◆ **Direction**
Gather each line in the records below that contains the word "instance", and copy those lines unchanged in their original order.

◆ **Supplied material**

________________________

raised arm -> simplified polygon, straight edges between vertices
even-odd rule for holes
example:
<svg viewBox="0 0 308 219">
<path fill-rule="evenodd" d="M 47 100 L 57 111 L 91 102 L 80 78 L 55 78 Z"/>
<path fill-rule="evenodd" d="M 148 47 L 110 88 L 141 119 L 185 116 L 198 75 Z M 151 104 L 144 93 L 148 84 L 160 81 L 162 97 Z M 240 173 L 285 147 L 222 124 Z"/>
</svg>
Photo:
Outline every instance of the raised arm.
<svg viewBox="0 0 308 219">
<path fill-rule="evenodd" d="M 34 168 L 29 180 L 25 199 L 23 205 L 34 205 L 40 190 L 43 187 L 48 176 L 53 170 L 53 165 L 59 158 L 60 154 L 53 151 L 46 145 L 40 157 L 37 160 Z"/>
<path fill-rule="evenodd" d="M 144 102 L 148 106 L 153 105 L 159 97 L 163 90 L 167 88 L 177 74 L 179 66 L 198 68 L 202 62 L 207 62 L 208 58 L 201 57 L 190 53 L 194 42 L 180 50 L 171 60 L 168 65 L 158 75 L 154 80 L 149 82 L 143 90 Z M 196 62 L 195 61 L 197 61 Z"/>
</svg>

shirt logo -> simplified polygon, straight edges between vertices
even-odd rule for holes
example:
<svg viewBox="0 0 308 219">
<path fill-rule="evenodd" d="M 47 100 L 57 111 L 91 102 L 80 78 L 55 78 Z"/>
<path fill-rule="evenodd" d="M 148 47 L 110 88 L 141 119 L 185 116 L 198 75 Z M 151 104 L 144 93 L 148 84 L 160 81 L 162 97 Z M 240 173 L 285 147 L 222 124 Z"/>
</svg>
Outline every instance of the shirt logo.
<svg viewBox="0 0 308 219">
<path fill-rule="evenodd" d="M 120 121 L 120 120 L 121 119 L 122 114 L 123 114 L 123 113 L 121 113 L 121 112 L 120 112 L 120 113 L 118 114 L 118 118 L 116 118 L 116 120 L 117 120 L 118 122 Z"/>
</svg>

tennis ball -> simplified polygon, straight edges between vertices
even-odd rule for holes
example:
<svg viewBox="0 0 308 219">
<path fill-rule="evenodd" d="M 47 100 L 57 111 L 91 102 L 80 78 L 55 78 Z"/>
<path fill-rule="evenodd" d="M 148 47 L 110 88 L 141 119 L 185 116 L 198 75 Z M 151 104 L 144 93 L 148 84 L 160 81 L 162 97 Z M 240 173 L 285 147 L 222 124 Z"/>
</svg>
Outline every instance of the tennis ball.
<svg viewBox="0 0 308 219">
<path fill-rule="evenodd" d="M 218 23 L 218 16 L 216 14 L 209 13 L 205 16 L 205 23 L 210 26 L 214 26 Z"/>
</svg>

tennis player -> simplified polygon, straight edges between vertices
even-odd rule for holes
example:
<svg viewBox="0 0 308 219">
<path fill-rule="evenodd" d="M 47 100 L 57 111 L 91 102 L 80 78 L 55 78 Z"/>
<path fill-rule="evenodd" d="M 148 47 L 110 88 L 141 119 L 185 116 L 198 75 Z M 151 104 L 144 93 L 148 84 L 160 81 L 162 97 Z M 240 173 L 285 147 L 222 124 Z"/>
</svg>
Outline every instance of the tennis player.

________________________

◆ **Output for this task**
Outline every instance of the raised arm.
Outline every instance of the shirt logo.
Outline every instance of the tennis ball.
Outline every instance of the tennis player.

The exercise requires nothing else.